**Exercises**
1) From the news report on valley fever in California prisons, list every group of inmates that Kelso ordered excluded from the two prisons.
2) According to the valley fever report, what share of the inmates at Avenal and Pleasant Valley state prisons will the order affect?
3) Carry on the news report about valley fever in California's prisons, starting right after its final sentence.

*** Excerpted text Section Begins ***

SAN FRANCISCO (CBS/AP) --The federal receiver who controls medical care in California's prisons is ordering thousands of high-risk inmates out of two Central Valley prisons in response to hundreds of hospitalizations and dozens of deaths due to valley fever.

Medical receiver J. Clark Kelso on Monday ordered the state corrections department to exclude black, Filipino and other medically risky inmates from the two prisons because they are more susceptible to the airborne fungal infection, which originates in the region's soil.

The receiver's office says the order will affect about 40 percent of the more than 8,200 inmates in Avenal and Pleasant Valley state prisons.

That creates problems for corrections officials who face a December court deadline to reduce overcrowding in prisons statewide.

The department said it was reviewing Kelso's order.

Earlier, a medical expert said valley fever was spreading so quickly through the two prisons that he recommended the state act quickly to stem the outbreak or shut the institutions down.

*** Excerpted text Section Ends ***
*** Information given Section Begins ***

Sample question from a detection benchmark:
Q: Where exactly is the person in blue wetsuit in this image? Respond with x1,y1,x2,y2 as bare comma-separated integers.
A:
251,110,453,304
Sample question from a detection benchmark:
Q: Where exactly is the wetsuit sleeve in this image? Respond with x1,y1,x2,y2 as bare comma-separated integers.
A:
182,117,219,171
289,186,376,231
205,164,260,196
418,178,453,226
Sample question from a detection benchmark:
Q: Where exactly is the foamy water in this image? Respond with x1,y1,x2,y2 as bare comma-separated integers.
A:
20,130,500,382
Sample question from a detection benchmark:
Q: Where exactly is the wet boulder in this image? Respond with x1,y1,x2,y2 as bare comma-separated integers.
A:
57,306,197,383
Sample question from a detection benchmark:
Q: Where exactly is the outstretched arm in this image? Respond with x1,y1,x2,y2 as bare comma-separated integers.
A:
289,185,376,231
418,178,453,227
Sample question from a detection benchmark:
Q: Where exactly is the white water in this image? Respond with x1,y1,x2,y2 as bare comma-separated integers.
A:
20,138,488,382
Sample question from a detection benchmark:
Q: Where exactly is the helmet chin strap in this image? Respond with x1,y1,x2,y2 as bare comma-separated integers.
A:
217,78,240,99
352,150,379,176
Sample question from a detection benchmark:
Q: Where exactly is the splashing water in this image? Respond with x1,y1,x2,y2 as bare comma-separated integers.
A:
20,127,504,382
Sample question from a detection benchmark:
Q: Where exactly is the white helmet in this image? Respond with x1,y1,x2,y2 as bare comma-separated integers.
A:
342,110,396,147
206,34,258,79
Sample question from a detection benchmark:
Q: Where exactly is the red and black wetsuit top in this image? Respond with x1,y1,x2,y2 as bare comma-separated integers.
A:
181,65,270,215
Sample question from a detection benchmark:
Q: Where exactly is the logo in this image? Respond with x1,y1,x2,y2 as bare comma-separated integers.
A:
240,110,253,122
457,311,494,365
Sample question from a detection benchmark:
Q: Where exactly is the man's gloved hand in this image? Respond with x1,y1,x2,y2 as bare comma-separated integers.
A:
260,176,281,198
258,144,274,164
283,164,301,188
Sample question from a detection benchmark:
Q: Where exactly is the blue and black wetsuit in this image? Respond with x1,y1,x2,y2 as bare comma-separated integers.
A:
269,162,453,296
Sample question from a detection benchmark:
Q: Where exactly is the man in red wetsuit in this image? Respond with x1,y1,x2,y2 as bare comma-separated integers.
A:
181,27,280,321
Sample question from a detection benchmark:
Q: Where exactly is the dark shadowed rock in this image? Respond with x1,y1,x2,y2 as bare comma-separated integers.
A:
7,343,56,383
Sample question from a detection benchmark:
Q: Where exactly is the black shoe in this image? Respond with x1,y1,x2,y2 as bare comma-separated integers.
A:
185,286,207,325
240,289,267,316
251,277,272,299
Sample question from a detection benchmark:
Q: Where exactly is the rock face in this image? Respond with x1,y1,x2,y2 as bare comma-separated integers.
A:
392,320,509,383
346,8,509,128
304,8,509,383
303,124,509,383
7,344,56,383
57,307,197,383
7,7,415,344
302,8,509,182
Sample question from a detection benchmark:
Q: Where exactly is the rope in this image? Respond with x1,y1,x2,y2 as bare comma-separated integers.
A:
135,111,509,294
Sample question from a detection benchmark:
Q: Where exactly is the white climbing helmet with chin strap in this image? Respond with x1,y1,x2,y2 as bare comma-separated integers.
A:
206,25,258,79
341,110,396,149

*** Information given Section Ends ***

**Answers to the problems**
1)
- Black inmates
- Filipino inmates
- Other medically risky inmates

2) About 40 percent of the more than 8,200 inmates.

3)
In a sworn declaration to a federal judge in San Francisco, Dr. John Galgiani said the situation at the Pleasant Valley and Avenal prisons was a "public health emergency."

Valley fever is a fungal infection that causes flu-like symptoms and can be lethal. The San Francisco Chronicle reports that according to Galgiani, 62 California prisoners died from 2006 through January 2013 after coming down with the disease.

His report did not specify how many of those deaths occurred at Pleasant Valley and Avenal. But he said those prisons had by far the highest rates of Valley fever.